Set problem a: From the conference post, reproduce the passage from "Never again will" to "their business models!", swapping "headline" for "title".

Selection:
begin

Never again will I beat myself up for only updating my website or blogging on an irregular basis.
I discovered yesterday (attending the Magazines Canada "Magnet" industry conference) that Toronto Life has a staff of 12 on their web division, uploads up to 150 times a day, and they watch their stats on a real-time basis. If a story is slow to take off, they post something else and repost the original story later with a different headline or copy tweak. If the story gets good results they leave it up longer before posting something else. According to their figures they have about 1/4 the population of Toronto watching their web and reading stories on a regular basis.
They didn't manage to record how many of those were competitors, watching what TO Life was doing and repurposing their business models!
Kidding aside, the conference has been awesome. I signed up for nine sessions over the three days and had access to all the industry experts for advice on copyright, advertising, surveys, web analytics, etc. I actually attended ten sessions but should I count the one where I was on the panel? Yes, I suppose, as I learned from my "co-panelees".  (Is that correct, editor people?)
Joyce Byrne, moderator, (Albert Venture), Jeff Shearer (On the Bay) and Vera Asinin (Your Work Place) and I faced a room full of about 60 people to discuss Strategies for Longevity. We each publish quite different magazines, between controlled, consumer and business to business, with wildly different price structures ($0 to $98/year). We faced up to our challenges and gave a pretty good account of ourselves but I think we all felt we had a lot more to say. From the questions we received it seemed people were interested in our experiences.

end

Set problem b: Turn the listing from the line with "For every instance of the tire" to the line with "x=401 y=636" into a Markdown table with the columns Position and Text, leaving out blank lines.

Data provided:
begin

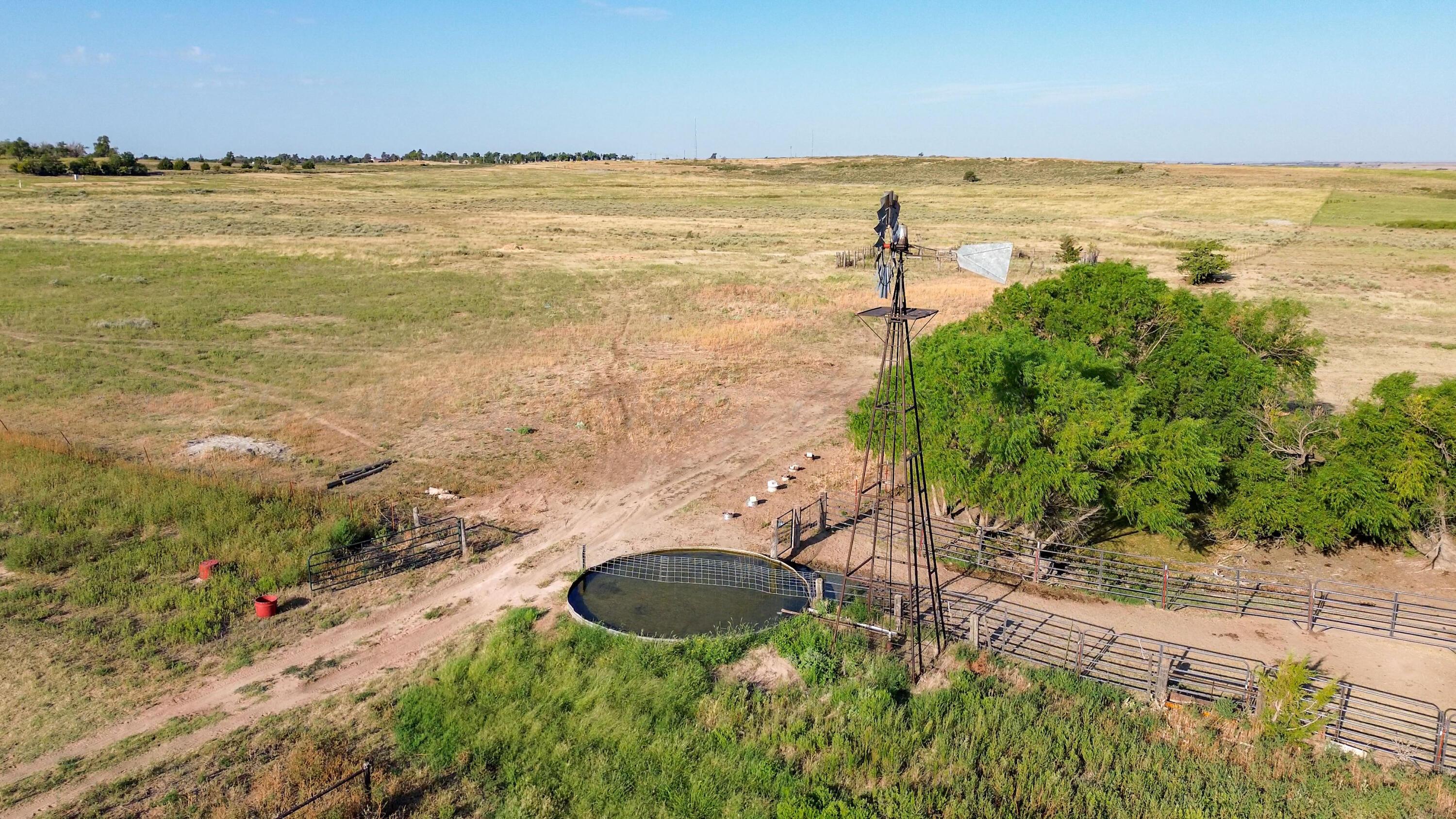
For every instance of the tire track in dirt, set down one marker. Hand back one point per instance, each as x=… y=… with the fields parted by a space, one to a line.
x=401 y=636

end
begin

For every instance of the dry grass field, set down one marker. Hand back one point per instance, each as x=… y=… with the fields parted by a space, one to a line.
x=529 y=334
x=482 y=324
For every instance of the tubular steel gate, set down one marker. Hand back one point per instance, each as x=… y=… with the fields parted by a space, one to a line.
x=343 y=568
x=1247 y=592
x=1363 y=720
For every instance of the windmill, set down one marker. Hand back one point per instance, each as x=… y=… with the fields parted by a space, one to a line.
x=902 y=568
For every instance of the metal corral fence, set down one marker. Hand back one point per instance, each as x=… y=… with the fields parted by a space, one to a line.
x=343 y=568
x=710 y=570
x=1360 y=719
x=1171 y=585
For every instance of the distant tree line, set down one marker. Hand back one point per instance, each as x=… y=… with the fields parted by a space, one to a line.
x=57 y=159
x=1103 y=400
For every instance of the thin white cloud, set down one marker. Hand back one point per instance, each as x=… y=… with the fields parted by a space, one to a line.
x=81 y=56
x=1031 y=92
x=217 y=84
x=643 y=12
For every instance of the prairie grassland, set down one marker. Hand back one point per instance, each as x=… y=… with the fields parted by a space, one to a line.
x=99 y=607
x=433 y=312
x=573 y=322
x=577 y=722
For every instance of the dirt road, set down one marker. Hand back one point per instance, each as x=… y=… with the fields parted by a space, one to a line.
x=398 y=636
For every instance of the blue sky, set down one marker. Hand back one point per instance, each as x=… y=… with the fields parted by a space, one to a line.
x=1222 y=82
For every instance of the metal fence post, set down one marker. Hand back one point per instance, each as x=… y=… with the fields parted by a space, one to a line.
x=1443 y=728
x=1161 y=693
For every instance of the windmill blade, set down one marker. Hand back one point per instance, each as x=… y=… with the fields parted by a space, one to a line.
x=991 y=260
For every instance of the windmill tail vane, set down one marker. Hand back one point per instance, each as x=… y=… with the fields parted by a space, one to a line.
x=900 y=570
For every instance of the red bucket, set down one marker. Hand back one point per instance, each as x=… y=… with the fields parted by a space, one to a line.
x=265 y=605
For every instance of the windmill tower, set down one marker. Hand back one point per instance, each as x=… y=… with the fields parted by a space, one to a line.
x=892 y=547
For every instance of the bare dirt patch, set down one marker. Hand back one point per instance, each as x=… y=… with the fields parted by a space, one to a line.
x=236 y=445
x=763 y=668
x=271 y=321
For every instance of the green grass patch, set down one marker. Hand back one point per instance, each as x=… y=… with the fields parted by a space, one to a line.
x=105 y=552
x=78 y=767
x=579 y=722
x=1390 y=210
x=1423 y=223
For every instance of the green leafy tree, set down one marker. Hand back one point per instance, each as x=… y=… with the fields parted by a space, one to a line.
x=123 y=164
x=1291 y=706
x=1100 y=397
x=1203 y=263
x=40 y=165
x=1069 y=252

end

Expected answer a:
Never again will I beat myself up for only updating my website or blogging on an irregular basis.
I discovered yesterday (attending the Magazines Canada "Magnet" industry conference) that Toronto Life has a staff of 12 on their web division, uploads up to 150 times a day, and they watch their stats on a real-time basis. If a story is slow to take off, they post something else and repost the original story later with a different title or copy tweak. If the story gets good results they leave it up longer before posting something else. According to their figures they have about 1/4 the population of Toronto watching their web and reading stories on a regular basis.
They didn't manage to record how many of those were competitors, watching what TO Life was doing and repurposing their business models!

Expected answer b:
| Position | Text |
|---|---|
| 1 | For every instance of the tire track in dirt, set down one marker. Hand back one point per instance, each as x=… y=… with the fields parted by a space, one to a line. |
| 2 | x=401 y=636 |